* Action item:
Return the data that follows exactly. Include every line.

Content starts

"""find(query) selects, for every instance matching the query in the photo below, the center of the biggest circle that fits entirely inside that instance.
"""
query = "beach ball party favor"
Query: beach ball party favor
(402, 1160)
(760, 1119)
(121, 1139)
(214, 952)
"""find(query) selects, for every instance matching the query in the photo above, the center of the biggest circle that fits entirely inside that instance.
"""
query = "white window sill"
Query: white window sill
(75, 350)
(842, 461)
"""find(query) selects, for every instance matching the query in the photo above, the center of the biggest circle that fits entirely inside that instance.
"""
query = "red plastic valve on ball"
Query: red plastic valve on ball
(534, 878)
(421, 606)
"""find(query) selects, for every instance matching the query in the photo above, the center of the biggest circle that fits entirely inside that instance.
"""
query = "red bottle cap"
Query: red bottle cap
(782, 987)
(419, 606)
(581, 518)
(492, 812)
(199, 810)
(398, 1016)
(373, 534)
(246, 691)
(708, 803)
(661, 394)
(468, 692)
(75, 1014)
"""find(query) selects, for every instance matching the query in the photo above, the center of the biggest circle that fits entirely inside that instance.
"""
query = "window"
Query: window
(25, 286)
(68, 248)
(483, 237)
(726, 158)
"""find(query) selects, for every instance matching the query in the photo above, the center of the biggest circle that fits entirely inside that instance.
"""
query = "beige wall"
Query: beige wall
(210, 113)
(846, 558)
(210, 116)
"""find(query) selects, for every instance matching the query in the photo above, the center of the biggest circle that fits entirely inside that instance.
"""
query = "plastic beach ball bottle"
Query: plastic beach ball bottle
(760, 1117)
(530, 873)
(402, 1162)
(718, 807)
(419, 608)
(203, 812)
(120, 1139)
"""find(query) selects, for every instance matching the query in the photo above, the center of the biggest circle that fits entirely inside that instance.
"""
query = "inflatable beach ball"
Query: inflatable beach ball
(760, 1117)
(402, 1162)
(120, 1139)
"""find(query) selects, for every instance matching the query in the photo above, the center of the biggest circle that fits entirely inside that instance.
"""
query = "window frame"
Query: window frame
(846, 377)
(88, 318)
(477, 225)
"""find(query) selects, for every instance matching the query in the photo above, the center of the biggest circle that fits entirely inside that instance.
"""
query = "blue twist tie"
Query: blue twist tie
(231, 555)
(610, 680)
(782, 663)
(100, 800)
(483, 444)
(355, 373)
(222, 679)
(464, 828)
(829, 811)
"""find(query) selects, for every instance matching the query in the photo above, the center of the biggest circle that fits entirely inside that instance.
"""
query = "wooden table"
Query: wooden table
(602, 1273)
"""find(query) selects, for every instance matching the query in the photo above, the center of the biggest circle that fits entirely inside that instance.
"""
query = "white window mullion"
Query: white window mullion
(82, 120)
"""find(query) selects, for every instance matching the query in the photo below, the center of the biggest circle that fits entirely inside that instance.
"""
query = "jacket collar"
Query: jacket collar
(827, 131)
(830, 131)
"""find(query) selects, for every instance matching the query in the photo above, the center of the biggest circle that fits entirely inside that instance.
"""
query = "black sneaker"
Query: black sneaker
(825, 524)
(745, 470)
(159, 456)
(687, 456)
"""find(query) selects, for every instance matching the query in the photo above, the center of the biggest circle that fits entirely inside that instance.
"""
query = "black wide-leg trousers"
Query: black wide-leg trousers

Content ends

* Result for this exercise:
"""find(query) selects, for every instance matching the query in the photo below, the center of the biggest circle that fits entirely inside that instance.
"""
query = "beach ball party favor"
Query: beach ball party favor
(402, 1160)
(760, 1119)
(121, 1139)
(214, 952)
"""find(query) selects, for every instance matching the query in the photo above, the center of the biggest circle that fits entirely inside that instance.
"""
query = "white window sill"
Query: white window sill
(75, 350)
(842, 461)
"""find(query) selects, for every instance matching the query in the photo above, the center of the biggest circle that fits entirely inside that instance.
"""
query = "red plastic valve on ball"
Query: red plastic valve on ball
(534, 878)
(421, 606)
"""find(query) selects, for every instance matching the query in the photo above, the center of the biggest circle that fits entirely inside that instance.
"""
query = "red bottle cap"
Query: red bottle cap
(782, 987)
(419, 606)
(581, 518)
(492, 812)
(199, 810)
(398, 1016)
(373, 534)
(246, 691)
(708, 803)
(661, 394)
(468, 692)
(75, 1014)
"""find(query) selects, for every instance matching the query in the photo above, the center of the biggest circle that fits entirely inside that instance.
"""
query = "window"
Query: window
(25, 286)
(68, 248)
(483, 237)
(726, 158)
"""find(query) selects, for every instance matching the query in the photo above, the center of the biggest circle that fits entirely inside that instance.
"""
query = "beige wall"
Query: beige wall
(210, 113)
(846, 558)
(210, 116)
"""find(query) selects, for every instance matching the query in the photo above, the center of the biggest circle that fits entirely inside that instance.
"""
query = "plastic beach ball bottle"
Query: plastic beach ball bottle
(760, 1117)
(530, 873)
(402, 1162)
(718, 807)
(419, 608)
(203, 812)
(120, 1139)
"""find(query) selects, for every instance matching the query in the photo above, the center of the biggest circle that fits entirely inside that instance.
"""
query = "inflatable beach ball"
Query: inflatable beach ball
(760, 1117)
(402, 1162)
(120, 1139)
"""find(query) selects, for every instance matching the query in the photo above, the center of the biggest circle that fits entirely inside that instance.
"""
query = "window frame"
Query: window frame
(846, 377)
(88, 318)
(477, 225)
"""find(query) selects, for every instance matching the query in the photo above, the center of the biggest circle that fits entirely inside that instance.
"""
query = "blue twist tie"
Query: blue twist tie
(231, 555)
(610, 680)
(782, 663)
(100, 800)
(483, 444)
(355, 373)
(222, 679)
(464, 828)
(829, 811)
"""find(query) selects, for every instance matching the query in the photo above, the center of the biggest circle that fits entirely inside that instance.
"""
query = "wooden table"
Query: wooden table
(602, 1273)
"""find(query) selects, for every instance matching the query in the photo above, the center of the biggest circle that fits entirely inside that instance.
"""
query = "white window mullion"
Query: white window mullion
(82, 120)
"""find(query) selects, for every instance matching the query in the photo below, the center of the biggest circle that fits entirely inside that instance.
"""
query = "jacket collar"
Query: jacket collar
(827, 131)
(830, 131)
"""find(query) selects, for every instance matching the query in the photo above, the center of the biggest circle that fits entirely inside that instance.
"""
query = "black sneaker"
Query: black sneaker
(825, 524)
(745, 470)
(159, 456)
(687, 456)
"""find(query) selects, for every instance matching the query in the photo above, the center of the biggest circle that fits entirely inside that instance.
"""
query = "black wide-leg trousers"
Query: black wide-leg trousers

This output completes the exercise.